**SELECTED TEXT**
:::::

“Our summers are normally super busy, pre-pandemic. But now it’s like double. A little bit too much. We needed that money, the income, because we lost it during the whole year of shutdown. But it’s a little bit too much right now,” said Healoha Carmichael.
Carmichael was born and raised in Keanae and has worked at Aunty Sandy’s Banana Bread stand for years. She says the influx in visitors this summer is taking a toll on their roads, limited number of public restrooms, and livelihoods.
“We had to make signs saying, ‘This is a street, please do not park here’ and put cones in front of people’s driveways because they just block and it’s frustrating for the taro farmers, they’re trying to go into the farm,” Carmichael said.
Although Carmichael is happy to be back at work, she and many other residents are begging lawmakers to help them find a balance.

:::::

**WHAT THIS EXERCISE ASKS**
[a] Summarize the passage about summer visitors in Keanae in two sentences.
[b] Write what comes next in the passage about summer visitors in Keanae, picking up after its final sentence.
The entries after this point have nothing to do with the passage about summer visitors in Keanae.

:::::

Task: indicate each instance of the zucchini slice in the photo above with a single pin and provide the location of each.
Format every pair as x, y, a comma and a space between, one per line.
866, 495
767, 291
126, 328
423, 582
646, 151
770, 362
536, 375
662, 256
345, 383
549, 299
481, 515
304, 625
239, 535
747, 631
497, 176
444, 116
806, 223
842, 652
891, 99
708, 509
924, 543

:::::

**ANSWERS BY TASK**
[a] Healoha Carmichael, who was born and raised in Keanae and works at Aunty Sandy's Banana Bread stand, says this summer's visitors are about double the usual busy season and are straining roads, the few public restrooms, and livelihoods. Although she is happy to be back at work, she and many other residents are begging lawmakers to help them find a balance.

[b]
“Our small community is at capacity,” councilman for east Maui Shane Sinenci.
Sinenci is suggesting a “visitor impact fee.”
He said other places do it, so why not Hawaii?
“Places like the Galapagos, it’s expensive to get there,” Sinenci said. “You would have to pay … impact fees if you’re visiting the Galapagos.”
Sinenci said it could be tacked on to every airline and cruise line ticket. He said locals would be exempt.
He said the goal is to create a higher level of respect among those traveling to the islands.
“Make it more expensive to visit would give us maybe a … visitor that would be more appreciative,” he said.